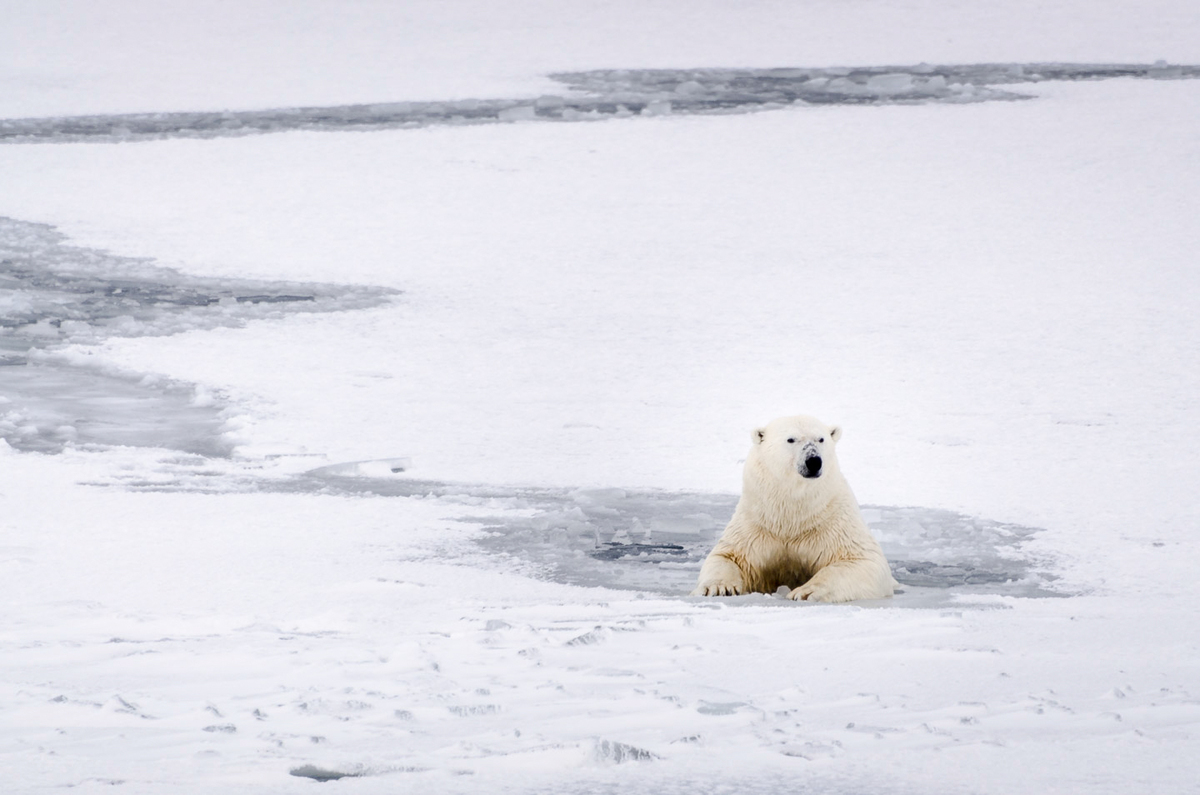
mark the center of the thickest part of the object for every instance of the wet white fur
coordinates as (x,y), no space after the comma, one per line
(807,533)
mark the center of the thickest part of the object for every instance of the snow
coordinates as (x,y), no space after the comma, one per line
(439,538)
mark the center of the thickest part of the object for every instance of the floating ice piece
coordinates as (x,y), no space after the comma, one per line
(619,752)
(371,468)
(891,84)
(519,113)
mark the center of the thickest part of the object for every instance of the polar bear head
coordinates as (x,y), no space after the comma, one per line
(796,447)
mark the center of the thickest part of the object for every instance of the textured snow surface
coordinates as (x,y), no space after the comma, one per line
(432,530)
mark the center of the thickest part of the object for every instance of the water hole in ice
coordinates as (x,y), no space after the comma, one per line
(655,541)
(54,297)
(53,294)
(611,94)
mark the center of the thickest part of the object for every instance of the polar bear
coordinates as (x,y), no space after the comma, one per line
(797,524)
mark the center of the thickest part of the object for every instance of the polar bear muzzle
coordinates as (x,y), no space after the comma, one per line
(811,467)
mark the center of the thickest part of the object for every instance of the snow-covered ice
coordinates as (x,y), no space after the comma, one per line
(432,530)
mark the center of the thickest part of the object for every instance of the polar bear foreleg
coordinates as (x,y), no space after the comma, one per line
(847,581)
(720,575)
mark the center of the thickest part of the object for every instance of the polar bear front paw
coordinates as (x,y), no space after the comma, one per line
(813,592)
(718,587)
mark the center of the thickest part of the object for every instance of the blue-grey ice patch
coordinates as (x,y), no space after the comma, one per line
(609,94)
(53,294)
(655,541)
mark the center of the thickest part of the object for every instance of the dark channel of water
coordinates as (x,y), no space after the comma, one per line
(607,94)
(53,294)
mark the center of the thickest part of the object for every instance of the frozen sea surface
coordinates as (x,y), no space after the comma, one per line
(655,541)
(607,94)
(1002,279)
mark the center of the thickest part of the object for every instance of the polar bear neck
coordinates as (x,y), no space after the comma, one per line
(787,506)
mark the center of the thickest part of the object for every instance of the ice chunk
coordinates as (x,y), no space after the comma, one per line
(891,84)
(690,88)
(519,113)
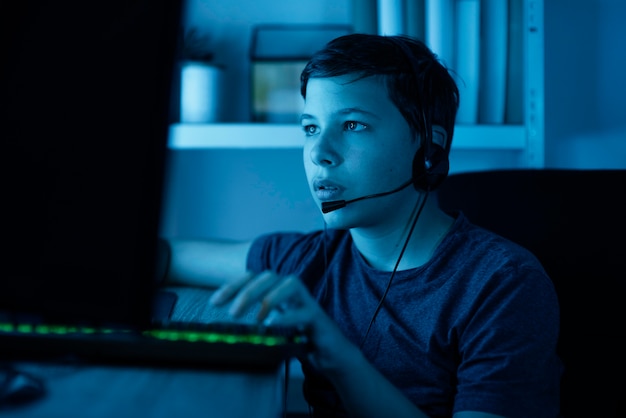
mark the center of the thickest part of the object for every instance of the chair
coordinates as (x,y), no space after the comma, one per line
(574,221)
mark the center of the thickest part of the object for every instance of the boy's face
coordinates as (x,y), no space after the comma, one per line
(357,144)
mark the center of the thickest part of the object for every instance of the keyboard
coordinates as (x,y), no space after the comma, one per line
(216,345)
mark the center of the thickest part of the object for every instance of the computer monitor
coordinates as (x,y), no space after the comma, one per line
(85,107)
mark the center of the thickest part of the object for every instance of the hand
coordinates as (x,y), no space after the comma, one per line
(286,301)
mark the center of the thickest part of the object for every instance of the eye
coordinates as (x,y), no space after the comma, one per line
(354,126)
(310,129)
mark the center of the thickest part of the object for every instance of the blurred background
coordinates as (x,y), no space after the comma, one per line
(542,85)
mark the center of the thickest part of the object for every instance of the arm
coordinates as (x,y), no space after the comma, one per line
(206,263)
(364,391)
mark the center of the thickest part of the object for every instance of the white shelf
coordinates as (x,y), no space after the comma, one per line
(257,135)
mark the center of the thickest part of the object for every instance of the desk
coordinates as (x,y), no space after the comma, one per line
(93,391)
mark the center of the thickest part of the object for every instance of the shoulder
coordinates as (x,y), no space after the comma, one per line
(478,249)
(293,252)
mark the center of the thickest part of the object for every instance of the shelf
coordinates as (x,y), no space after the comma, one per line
(257,135)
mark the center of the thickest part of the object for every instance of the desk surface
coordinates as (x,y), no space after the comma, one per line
(86,391)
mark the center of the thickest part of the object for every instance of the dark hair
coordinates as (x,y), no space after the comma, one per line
(418,84)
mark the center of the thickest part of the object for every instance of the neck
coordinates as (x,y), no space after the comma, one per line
(382,246)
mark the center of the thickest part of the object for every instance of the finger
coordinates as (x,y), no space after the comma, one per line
(253,292)
(228,291)
(289,295)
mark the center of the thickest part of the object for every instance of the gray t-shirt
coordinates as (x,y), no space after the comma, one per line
(475,328)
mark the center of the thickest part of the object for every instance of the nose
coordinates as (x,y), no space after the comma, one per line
(324,150)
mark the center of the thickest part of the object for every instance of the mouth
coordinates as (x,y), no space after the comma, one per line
(326,190)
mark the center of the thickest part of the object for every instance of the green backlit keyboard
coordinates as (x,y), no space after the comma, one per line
(220,345)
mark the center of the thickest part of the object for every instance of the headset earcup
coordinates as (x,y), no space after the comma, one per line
(429,171)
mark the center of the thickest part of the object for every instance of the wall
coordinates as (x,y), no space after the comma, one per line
(585,126)
(585,83)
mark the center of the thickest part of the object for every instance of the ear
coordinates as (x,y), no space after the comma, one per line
(440,136)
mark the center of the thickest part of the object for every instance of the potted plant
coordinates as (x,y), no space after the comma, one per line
(201,80)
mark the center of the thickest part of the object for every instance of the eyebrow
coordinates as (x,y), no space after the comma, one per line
(346,111)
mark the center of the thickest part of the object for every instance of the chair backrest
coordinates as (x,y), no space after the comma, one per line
(574,221)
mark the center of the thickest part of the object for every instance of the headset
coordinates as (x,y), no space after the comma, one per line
(431,163)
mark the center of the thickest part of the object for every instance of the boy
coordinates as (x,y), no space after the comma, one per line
(413,312)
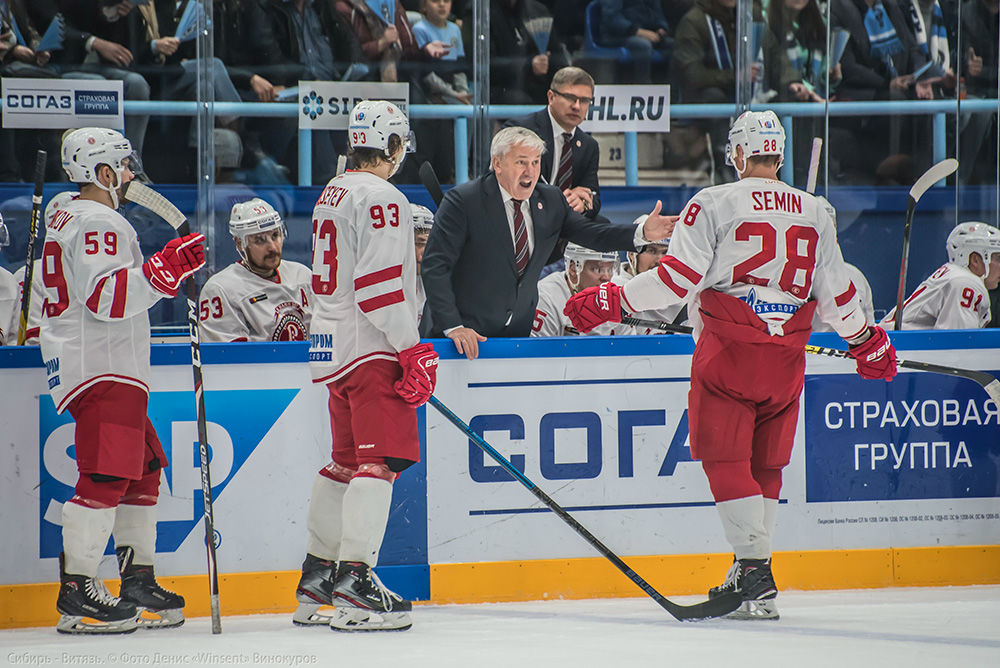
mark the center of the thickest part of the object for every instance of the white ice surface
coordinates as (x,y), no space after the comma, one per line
(944,627)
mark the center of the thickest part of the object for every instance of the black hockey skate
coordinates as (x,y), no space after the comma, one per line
(752,578)
(88,607)
(158,608)
(315,592)
(365,604)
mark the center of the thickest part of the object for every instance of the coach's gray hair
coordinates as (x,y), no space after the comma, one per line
(504,140)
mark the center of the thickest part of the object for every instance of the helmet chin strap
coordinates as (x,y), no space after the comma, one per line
(111,190)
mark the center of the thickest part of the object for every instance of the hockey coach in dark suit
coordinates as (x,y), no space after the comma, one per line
(491,238)
(572,156)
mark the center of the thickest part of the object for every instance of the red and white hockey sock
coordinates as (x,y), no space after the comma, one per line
(366,511)
(135,526)
(85,533)
(743,523)
(326,508)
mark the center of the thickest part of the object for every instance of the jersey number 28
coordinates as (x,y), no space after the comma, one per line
(800,254)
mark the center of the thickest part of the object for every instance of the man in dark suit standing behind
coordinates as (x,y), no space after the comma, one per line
(492,236)
(571,155)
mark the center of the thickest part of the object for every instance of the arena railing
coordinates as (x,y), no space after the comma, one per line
(461,114)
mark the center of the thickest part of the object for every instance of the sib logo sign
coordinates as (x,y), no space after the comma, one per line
(238,422)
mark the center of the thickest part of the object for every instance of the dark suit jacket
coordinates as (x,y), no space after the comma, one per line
(586,155)
(468,269)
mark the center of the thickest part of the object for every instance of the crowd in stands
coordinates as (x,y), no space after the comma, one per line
(896,50)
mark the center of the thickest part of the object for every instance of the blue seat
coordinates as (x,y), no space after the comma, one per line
(592,46)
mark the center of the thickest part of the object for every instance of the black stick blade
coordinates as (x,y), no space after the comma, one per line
(710,609)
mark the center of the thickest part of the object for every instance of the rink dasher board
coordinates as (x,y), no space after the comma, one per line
(604,434)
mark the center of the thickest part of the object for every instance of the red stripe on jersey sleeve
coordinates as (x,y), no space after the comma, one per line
(848,294)
(681,268)
(669,282)
(378,277)
(94,301)
(369,305)
(121,292)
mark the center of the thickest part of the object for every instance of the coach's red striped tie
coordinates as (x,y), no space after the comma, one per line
(521,254)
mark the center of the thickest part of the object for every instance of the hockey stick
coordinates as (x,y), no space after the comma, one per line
(160,205)
(431,183)
(988,382)
(814,165)
(714,607)
(29,267)
(929,178)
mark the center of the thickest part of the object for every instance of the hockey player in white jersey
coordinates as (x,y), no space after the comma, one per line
(753,259)
(584,268)
(57,203)
(646,258)
(365,348)
(262,297)
(955,296)
(423,221)
(95,344)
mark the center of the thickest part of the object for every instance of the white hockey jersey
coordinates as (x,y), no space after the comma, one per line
(864,294)
(238,305)
(668,314)
(364,276)
(35,306)
(950,298)
(10,308)
(95,325)
(759,240)
(553,293)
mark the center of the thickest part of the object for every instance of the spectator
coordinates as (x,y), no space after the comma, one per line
(262,297)
(453,87)
(571,157)
(956,295)
(878,64)
(644,258)
(639,26)
(311,34)
(584,268)
(800,32)
(491,238)
(979,68)
(98,46)
(391,45)
(19,28)
(704,62)
(521,73)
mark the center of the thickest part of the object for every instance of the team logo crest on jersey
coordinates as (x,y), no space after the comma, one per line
(760,306)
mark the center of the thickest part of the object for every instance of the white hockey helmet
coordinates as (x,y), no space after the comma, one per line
(86,148)
(576,255)
(972,237)
(373,122)
(759,133)
(58,203)
(253,217)
(423,219)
· · · · ·
- [What you need to do]: The response must hold only the lines above from the line with "coach in dark suit" through the line with "white hockey sock", each copied exactly, both ends kept.

- [Written response]:
mark the center of the thickest part of the object for every instance of the hockey coach in dark suit
coordinates as (x,y), no space after the comma, one per line
(491,238)
(572,156)
mark the center of the thickest part of the object for every instance of the red and white hockey sock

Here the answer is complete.